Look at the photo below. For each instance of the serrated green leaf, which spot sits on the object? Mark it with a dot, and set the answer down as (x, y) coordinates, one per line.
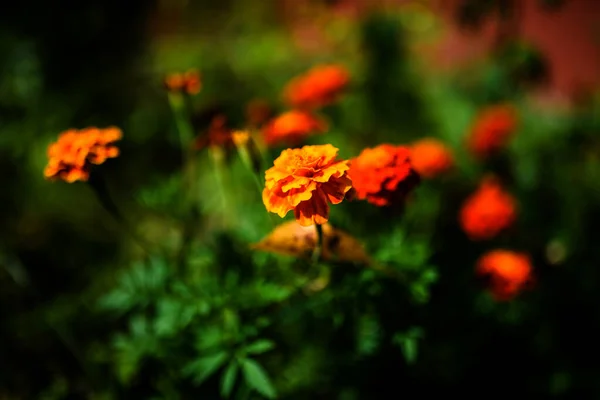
(257, 378)
(228, 379)
(202, 368)
(260, 346)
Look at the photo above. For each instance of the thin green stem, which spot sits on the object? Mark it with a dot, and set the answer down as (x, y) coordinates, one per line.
(318, 251)
(100, 190)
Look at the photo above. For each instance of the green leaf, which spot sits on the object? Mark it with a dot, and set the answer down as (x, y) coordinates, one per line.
(228, 379)
(409, 348)
(204, 367)
(257, 378)
(260, 346)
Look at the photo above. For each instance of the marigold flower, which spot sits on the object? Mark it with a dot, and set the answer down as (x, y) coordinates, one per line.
(508, 272)
(320, 86)
(218, 135)
(306, 180)
(188, 82)
(292, 128)
(487, 211)
(383, 175)
(492, 129)
(430, 157)
(71, 157)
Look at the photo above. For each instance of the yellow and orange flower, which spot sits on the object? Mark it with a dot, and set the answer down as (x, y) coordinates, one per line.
(430, 157)
(306, 180)
(71, 157)
(187, 82)
(318, 87)
(292, 128)
(492, 129)
(383, 175)
(487, 211)
(508, 272)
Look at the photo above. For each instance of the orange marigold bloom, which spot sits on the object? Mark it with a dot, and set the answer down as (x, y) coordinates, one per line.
(70, 158)
(306, 180)
(508, 272)
(292, 128)
(320, 86)
(430, 157)
(188, 82)
(487, 211)
(492, 129)
(383, 175)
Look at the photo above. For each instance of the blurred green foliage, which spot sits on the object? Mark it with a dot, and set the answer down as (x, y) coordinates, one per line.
(90, 313)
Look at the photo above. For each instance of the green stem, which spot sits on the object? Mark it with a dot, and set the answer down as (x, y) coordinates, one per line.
(186, 137)
(100, 190)
(319, 246)
(218, 159)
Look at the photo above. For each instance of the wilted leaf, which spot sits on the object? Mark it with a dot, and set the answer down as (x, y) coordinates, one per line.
(293, 239)
(257, 378)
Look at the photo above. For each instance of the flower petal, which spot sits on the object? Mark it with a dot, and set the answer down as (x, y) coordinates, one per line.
(313, 211)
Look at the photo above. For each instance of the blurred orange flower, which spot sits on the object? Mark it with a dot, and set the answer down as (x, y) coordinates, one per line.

=-=-=

In the transcription, every picture is to be excluded and the records above given again exactly.

◆ **ANSWER TO THIS EXERCISE**
Look at the photo below. For each instance of the serrated green leaf, which spot sits on the object? Mark it with a dot, and set the answer down as (x, y) coordinates, one per line.
(257, 378)
(228, 379)
(202, 368)
(260, 346)
Look at the photo above. For each instance of the thin green stem, which spot sits on the object? Mark it with a dot, and set the answer down as (x, y) coordinates, one per line.
(318, 251)
(100, 190)
Look at the photo above. For each instance of the green leaf, which spot sits on the object? Mark it with a dot, and set the answer down as (x, y) coordinates, one per line.
(228, 379)
(409, 348)
(204, 367)
(257, 378)
(260, 346)
Look at the photo above. For each instance of the marigold flower, which spot sits on the object? Mark it with a dot, and set the answer down as (x, y) coordinates, one per line.
(508, 272)
(320, 86)
(218, 135)
(306, 180)
(188, 82)
(292, 128)
(487, 211)
(383, 175)
(492, 129)
(430, 157)
(71, 157)
Look at the photo above. For each instance of the yellow and orange flower, which spot sits on the object? Mark it with a dot, and set the answer down as (x, y) coordinates, one per line.
(430, 157)
(306, 180)
(71, 157)
(187, 82)
(318, 87)
(292, 128)
(492, 129)
(383, 175)
(487, 211)
(508, 272)
Look at the photo above. For each instance of the orange marigold bloom, which spot sits on the object? Mark it with a dot, and set the answer down as (x, y) coordinates, one per line.
(70, 158)
(306, 180)
(508, 272)
(292, 128)
(320, 86)
(430, 157)
(188, 82)
(487, 211)
(492, 129)
(383, 175)
Look at the photo above. For each instance of the blurred green foliage, which spot sits on the object? Mark it with a dot, and set the answer down as (x, y) coordinates, one per line.
(90, 313)
Look at the photo above. For each instance of the green stem, which spot sits on the object? Mark it with a dot, and set the answer down as (x, y) coordinates, one per line.
(186, 137)
(100, 190)
(319, 246)
(218, 159)
Look at the photo above. For each instance of the wilted leaf, which spot sits on the object? Mark it with a dot, and set the answer down as (x, y) coordinates, one per line.
(293, 239)
(257, 378)
Look at the photo above. For each instance of the flower petal, which spot sits on the object? Mark it with a dot, and set the answer down as (x, y) coordinates, one per line.
(313, 211)
Look at the photo above. For each instance of the blurred orange flower, which spot sits on the object? Mark it with a dot, and set the answer down as (x, y) coordinates, one per line.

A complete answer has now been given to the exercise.